### HOW TO COMPLETE THIS TASK
Write out the data below in full. Keep it exact.

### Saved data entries

● ● ● ●

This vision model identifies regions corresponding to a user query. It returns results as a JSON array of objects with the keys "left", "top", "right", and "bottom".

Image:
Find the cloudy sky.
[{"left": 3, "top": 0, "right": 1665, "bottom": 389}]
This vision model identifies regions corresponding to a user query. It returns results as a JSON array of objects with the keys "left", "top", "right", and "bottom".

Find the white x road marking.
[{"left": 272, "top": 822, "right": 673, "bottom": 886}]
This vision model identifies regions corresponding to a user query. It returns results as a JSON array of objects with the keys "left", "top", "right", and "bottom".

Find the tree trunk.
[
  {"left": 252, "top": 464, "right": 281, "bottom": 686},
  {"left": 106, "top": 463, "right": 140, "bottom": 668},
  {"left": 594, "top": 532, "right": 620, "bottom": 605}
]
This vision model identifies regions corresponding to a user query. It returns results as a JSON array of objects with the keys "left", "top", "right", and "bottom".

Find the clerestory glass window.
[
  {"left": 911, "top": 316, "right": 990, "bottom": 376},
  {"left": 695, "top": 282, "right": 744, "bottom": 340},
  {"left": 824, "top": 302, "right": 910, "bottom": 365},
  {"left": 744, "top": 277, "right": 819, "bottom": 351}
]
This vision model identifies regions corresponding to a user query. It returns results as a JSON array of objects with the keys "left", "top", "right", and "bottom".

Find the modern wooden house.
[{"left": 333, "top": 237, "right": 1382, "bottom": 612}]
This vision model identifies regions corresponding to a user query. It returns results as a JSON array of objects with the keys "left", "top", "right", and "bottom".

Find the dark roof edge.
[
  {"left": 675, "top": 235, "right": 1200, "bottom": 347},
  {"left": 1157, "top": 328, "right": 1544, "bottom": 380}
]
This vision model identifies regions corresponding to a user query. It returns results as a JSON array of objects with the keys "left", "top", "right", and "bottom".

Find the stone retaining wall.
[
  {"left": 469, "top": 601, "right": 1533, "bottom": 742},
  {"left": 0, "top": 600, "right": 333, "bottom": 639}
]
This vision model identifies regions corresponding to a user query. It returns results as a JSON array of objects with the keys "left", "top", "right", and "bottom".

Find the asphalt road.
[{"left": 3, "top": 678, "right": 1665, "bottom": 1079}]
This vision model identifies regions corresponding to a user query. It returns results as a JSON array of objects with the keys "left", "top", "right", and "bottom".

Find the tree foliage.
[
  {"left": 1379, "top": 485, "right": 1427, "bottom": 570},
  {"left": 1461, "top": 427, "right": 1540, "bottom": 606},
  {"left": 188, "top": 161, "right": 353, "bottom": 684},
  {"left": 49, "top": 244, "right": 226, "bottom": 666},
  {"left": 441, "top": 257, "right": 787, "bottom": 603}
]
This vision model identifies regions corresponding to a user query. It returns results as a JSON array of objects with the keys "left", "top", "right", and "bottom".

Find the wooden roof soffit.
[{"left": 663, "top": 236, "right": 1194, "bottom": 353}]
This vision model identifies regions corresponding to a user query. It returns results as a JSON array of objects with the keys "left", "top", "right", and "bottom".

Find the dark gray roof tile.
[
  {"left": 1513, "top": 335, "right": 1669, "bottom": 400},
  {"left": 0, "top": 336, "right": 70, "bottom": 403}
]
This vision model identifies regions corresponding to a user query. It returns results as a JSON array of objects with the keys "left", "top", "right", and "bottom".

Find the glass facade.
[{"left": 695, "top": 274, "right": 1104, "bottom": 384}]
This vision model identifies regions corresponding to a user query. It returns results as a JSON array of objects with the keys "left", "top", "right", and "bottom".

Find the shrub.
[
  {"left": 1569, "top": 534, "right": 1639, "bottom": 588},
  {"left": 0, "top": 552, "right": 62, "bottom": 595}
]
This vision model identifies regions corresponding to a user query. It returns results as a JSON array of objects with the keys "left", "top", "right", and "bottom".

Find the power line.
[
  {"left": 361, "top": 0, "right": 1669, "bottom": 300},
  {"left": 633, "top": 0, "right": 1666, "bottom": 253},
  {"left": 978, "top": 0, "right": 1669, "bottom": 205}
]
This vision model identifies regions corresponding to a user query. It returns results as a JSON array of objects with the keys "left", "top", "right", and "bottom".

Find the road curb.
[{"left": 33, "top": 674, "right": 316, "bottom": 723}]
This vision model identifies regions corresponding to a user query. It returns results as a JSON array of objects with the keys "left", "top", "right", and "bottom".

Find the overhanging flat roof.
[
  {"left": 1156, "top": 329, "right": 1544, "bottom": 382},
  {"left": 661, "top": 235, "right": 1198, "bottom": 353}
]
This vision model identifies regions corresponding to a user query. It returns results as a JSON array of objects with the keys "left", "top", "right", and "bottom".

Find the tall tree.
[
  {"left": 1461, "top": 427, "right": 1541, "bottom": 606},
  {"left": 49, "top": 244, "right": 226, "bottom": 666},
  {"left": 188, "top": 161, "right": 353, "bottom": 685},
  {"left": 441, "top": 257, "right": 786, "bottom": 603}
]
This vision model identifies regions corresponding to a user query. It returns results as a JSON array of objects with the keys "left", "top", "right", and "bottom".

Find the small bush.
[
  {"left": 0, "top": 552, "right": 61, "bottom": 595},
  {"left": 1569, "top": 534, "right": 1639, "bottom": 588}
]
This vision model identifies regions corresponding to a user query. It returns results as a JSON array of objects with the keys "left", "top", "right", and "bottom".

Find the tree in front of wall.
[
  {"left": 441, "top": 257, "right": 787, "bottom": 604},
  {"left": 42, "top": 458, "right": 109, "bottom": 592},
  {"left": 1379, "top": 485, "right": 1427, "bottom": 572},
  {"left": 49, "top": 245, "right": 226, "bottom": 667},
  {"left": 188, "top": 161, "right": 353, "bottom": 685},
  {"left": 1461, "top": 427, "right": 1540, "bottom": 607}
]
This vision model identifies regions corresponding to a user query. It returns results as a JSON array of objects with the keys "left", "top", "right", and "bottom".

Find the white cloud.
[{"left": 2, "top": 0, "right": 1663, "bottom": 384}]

● ● ● ●

### RESPONSE
This vision model identifies regions corresponding to a user query. It returns results as a JSON array of objects with the keys "left", "top", "right", and "bottom".

Image:
Find the cloudy sky.
[{"left": 3, "top": 0, "right": 1665, "bottom": 389}]
This vision model identifies regions corresponding to a user query. It returns results as a JSON array of objects with the keys "left", "top", "right", and "bottom".

Find the white x road marking.
[{"left": 272, "top": 822, "right": 673, "bottom": 886}]
This vision model identifies regions corresponding to a user query. It returns results as a JSON array of objects with the keys "left", "top", "right", and "bottom".

Find the tree trunk.
[
  {"left": 252, "top": 464, "right": 281, "bottom": 686},
  {"left": 106, "top": 463, "right": 140, "bottom": 668},
  {"left": 594, "top": 532, "right": 620, "bottom": 605}
]
This vision model identifies regions corresponding to a user query. It returns results as a JSON array of objects with the keys "left", "top", "right", and "bottom".

Find the clerestory glass window.
[
  {"left": 911, "top": 316, "right": 990, "bottom": 376},
  {"left": 695, "top": 282, "right": 744, "bottom": 340},
  {"left": 824, "top": 302, "right": 910, "bottom": 365},
  {"left": 744, "top": 277, "right": 819, "bottom": 351}
]
This vision model identifies regions corresponding to a user query. It returns results as a JSON array of objects with the keys "left", "top", "right", and "bottom".

Find the modern wooden house.
[{"left": 333, "top": 237, "right": 1382, "bottom": 612}]
This vision model identifies regions corresponding to a user query. It returns results as a JSON array of objects with the keys "left", "top", "right", and "bottom".

Find the dark roof edge.
[
  {"left": 675, "top": 235, "right": 1200, "bottom": 347},
  {"left": 1157, "top": 328, "right": 1544, "bottom": 380}
]
This vision model identifies regions corresponding to a user query. It returns results as a JSON array of objects with the keys "left", "top", "right", and "bottom".

Find the stone retaining wall.
[
  {"left": 469, "top": 601, "right": 1533, "bottom": 742},
  {"left": 0, "top": 600, "right": 333, "bottom": 639}
]
This vision model identifies regions corresponding to a user query. It returns results as a JSON array of objects with the keys "left", "top", "right", and "bottom".

Find the asphalt road.
[{"left": 3, "top": 678, "right": 1665, "bottom": 1079}]
This vision model identifies regions corresponding to a user query. It returns results as a JSON array of objects with the keys "left", "top", "right", and "bottom".

Find the tree foliage.
[
  {"left": 1379, "top": 485, "right": 1427, "bottom": 570},
  {"left": 1461, "top": 427, "right": 1540, "bottom": 606},
  {"left": 188, "top": 161, "right": 353, "bottom": 684},
  {"left": 49, "top": 244, "right": 226, "bottom": 666},
  {"left": 441, "top": 257, "right": 787, "bottom": 603}
]
This vision model identifies regions corresponding to a user query. It returns results as a JSON array of objects with the keys "left", "top", "right", and "bottom".

Find the wooden roof soffit.
[{"left": 663, "top": 236, "right": 1194, "bottom": 353}]
This vision model identifies regions corresponding to a user query. It returns results as a JSON array of objects with the keys "left", "top", "right", and "bottom".

Find the dark gray roof tile.
[
  {"left": 1513, "top": 335, "right": 1669, "bottom": 400},
  {"left": 0, "top": 336, "right": 70, "bottom": 403}
]
This vision model identifies regions corresponding to a user query. It returns results as a JSON array of objects with the keys "left", "top", "right", and "bottom".

Find the glass facade.
[{"left": 695, "top": 274, "right": 1104, "bottom": 384}]
This vision model identifies regions corresponding to a user query. It returns results as a JSON array of objects with the keys "left", "top", "right", and "bottom".

Find the shrub.
[
  {"left": 1569, "top": 534, "right": 1639, "bottom": 588},
  {"left": 0, "top": 552, "right": 62, "bottom": 595}
]
This vision model identifies regions corresponding to a user query. It returns results as a JSON array of objects with the keys "left", "top", "right", and "bottom".

Find the power line.
[
  {"left": 361, "top": 0, "right": 1669, "bottom": 300},
  {"left": 633, "top": 0, "right": 1666, "bottom": 253},
  {"left": 978, "top": 0, "right": 1669, "bottom": 205}
]
This vision model identifies regions corresponding to a user query. It returns results as a JSON array of objects with the keys "left", "top", "right", and "bottom".

Find the road curb.
[{"left": 33, "top": 674, "right": 316, "bottom": 723}]
This vision model identifies regions corresponding to a user query. It returns results as a JSON array of objects with the keys "left", "top", "right", and "bottom".

Find the overhanging flat roof.
[
  {"left": 1156, "top": 329, "right": 1544, "bottom": 382},
  {"left": 661, "top": 235, "right": 1198, "bottom": 353}
]
This vision model identifies regions corresponding to a user query. It returns results as a JSON array of objects with the keys "left", "top", "right", and "bottom".

Find the tall tree.
[
  {"left": 1461, "top": 427, "right": 1541, "bottom": 606},
  {"left": 49, "top": 244, "right": 226, "bottom": 666},
  {"left": 188, "top": 161, "right": 353, "bottom": 685},
  {"left": 441, "top": 257, "right": 786, "bottom": 603}
]
This vision model identifies regions corresponding to a user query. It returns results as a JSON array of objects with the keys "left", "top", "right", and "bottom".

Find the small bush.
[
  {"left": 0, "top": 552, "right": 61, "bottom": 595},
  {"left": 1569, "top": 534, "right": 1639, "bottom": 588}
]
This vision model identifies regions corresponding to a user query. It returns results as a JSON array of objects with the keys "left", "top", "right", and "bottom".

Find the tree in front of wall.
[
  {"left": 441, "top": 257, "right": 787, "bottom": 604},
  {"left": 42, "top": 458, "right": 109, "bottom": 592},
  {"left": 1379, "top": 485, "right": 1427, "bottom": 572},
  {"left": 49, "top": 245, "right": 226, "bottom": 667},
  {"left": 188, "top": 161, "right": 353, "bottom": 685},
  {"left": 1461, "top": 427, "right": 1540, "bottom": 607}
]
This vision model identifies regions corresponding to a user query. It returns results as a JSON array of objects with the keys "left", "top", "right", and "bottom".

Find the white cloud.
[{"left": 2, "top": 0, "right": 1663, "bottom": 384}]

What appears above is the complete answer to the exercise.